| Given data |
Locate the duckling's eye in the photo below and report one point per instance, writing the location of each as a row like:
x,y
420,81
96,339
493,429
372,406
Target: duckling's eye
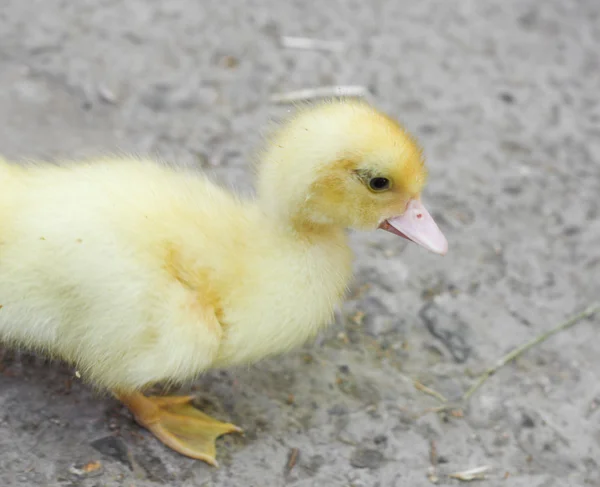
x,y
379,184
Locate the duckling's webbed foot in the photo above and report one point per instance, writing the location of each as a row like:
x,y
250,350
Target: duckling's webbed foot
x,y
178,424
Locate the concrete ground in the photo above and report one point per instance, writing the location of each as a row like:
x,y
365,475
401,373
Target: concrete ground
x,y
504,96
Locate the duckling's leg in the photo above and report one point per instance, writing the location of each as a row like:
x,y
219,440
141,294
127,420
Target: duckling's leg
x,y
178,424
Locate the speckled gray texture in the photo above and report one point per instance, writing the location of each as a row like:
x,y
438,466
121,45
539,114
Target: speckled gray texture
x,y
504,96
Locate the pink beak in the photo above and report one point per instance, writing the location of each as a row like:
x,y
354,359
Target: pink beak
x,y
418,226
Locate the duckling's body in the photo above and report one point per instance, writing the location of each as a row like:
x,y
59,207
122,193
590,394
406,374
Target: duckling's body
x,y
139,273
96,257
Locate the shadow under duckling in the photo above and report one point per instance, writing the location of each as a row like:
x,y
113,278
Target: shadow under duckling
x,y
139,273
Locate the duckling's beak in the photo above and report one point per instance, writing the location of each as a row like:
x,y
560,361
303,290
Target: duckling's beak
x,y
418,226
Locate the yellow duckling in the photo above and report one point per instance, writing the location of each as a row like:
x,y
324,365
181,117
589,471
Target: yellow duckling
x,y
139,273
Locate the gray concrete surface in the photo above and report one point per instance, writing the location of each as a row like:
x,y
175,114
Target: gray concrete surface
x,y
503,94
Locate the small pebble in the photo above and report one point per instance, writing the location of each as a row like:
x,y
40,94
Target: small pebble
x,y
366,458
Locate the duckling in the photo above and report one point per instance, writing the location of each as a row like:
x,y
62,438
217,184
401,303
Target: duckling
x,y
139,273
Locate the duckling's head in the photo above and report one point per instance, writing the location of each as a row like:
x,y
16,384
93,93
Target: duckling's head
x,y
346,164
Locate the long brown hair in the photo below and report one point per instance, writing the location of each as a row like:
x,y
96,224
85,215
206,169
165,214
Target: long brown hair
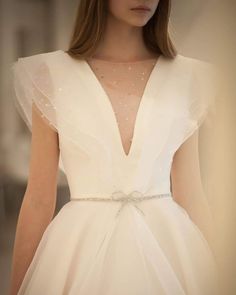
x,y
91,21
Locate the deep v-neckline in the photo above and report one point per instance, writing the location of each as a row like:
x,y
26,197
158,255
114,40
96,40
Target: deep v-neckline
x,y
111,113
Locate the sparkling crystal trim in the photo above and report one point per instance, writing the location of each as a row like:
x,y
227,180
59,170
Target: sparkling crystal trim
x,y
120,196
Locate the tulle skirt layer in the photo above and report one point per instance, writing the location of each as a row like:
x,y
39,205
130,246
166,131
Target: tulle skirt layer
x,y
87,250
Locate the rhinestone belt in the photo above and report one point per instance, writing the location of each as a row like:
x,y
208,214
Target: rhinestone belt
x,y
120,196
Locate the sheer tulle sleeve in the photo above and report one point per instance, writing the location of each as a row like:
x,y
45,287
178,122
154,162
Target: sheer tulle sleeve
x,y
33,87
201,102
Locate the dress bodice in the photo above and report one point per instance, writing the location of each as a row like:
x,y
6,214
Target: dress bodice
x,y
165,101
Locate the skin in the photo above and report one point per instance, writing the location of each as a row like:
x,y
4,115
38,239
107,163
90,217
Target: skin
x,y
122,41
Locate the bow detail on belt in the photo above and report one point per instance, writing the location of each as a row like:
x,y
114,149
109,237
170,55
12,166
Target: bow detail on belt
x,y
133,197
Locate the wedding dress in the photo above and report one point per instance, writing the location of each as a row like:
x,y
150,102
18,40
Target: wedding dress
x,y
119,126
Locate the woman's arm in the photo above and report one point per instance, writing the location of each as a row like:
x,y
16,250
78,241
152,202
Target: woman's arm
x,y
39,201
187,186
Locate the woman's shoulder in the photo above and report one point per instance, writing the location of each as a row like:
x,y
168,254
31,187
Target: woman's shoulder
x,y
195,63
41,56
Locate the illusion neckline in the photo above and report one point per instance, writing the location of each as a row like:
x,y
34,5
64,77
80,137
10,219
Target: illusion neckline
x,y
123,62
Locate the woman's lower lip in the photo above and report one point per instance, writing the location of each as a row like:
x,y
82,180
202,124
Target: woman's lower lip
x,y
140,10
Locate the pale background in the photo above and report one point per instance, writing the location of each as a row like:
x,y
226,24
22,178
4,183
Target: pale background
x,y
200,29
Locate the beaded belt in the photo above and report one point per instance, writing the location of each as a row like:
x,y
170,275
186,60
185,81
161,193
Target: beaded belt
x,y
120,196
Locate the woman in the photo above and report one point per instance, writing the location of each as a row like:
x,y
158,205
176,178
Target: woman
x,y
122,109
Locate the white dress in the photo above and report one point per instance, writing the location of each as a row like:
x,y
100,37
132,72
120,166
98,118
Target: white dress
x,y
125,246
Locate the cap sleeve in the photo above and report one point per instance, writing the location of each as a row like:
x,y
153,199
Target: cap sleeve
x,y
201,101
33,87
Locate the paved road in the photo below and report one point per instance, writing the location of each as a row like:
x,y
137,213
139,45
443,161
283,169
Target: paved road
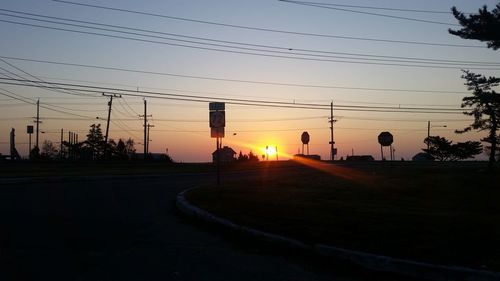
x,y
127,228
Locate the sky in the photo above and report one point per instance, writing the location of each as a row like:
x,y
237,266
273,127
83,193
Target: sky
x,y
277,64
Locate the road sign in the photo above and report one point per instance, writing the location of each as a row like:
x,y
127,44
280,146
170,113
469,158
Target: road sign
x,y
217,132
385,139
216,106
305,137
217,119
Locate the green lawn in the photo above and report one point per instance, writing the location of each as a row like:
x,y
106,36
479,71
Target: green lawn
x,y
445,213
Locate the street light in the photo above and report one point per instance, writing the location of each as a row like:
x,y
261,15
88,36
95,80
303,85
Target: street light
x,y
429,131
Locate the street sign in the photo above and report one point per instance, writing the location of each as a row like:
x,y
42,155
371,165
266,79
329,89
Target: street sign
x,y
217,132
385,139
217,119
216,106
305,137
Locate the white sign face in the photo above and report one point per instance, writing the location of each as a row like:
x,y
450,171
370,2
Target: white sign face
x,y
217,132
217,119
216,106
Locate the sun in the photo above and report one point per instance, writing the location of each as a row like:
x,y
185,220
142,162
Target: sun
x,y
269,150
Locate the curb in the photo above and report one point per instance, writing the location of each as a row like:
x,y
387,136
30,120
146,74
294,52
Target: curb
x,y
366,260
185,207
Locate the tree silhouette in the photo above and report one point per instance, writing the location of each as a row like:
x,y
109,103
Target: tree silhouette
x,y
95,141
444,150
485,107
484,26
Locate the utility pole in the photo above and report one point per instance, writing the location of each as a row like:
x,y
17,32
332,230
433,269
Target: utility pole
x,y
37,121
332,148
110,103
145,129
147,146
60,146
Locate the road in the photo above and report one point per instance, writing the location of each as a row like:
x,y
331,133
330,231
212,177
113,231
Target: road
x,y
127,228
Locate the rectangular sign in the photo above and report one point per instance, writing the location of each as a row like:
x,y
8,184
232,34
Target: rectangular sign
x,y
217,119
217,132
216,106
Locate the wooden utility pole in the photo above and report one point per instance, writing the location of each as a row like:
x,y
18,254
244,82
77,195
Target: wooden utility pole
x,y
110,103
332,142
146,141
60,146
147,146
37,121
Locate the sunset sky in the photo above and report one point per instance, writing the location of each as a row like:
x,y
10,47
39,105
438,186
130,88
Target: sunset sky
x,y
367,57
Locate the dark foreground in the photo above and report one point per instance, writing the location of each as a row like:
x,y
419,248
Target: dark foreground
x,y
438,213
126,228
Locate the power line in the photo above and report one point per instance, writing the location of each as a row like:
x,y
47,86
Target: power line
x,y
230,80
367,13
206,99
267,29
283,50
372,7
271,54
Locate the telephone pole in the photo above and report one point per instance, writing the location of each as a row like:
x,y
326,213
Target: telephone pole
x,y
147,146
37,121
146,141
110,103
332,147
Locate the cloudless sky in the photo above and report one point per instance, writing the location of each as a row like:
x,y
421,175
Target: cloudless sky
x,y
370,69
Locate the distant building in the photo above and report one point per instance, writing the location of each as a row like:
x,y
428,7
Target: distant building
x,y
360,158
422,156
226,155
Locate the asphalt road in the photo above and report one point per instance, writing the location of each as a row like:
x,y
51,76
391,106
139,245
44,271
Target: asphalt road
x,y
127,228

| What you should do |
Reproduce the stretch of records from the line containing "Locate the distant" through the end of the records, with the requests included. Raise every x and y coordinate in the answer points by 100, and leave the requests and their sample rows unchanged.

| Written solution |
Locate the distant building in the photo above and report one point per instance, writing the location of each as a row like:
x,y
428,7
Target: distant building
x,y
460,258
522,256
326,255
Locate the asphalt road in the photo above and report one point per instance, writing the location of each as a row like:
x,y
51,76
391,106
139,245
44,271
Target: asphalt road
x,y
227,328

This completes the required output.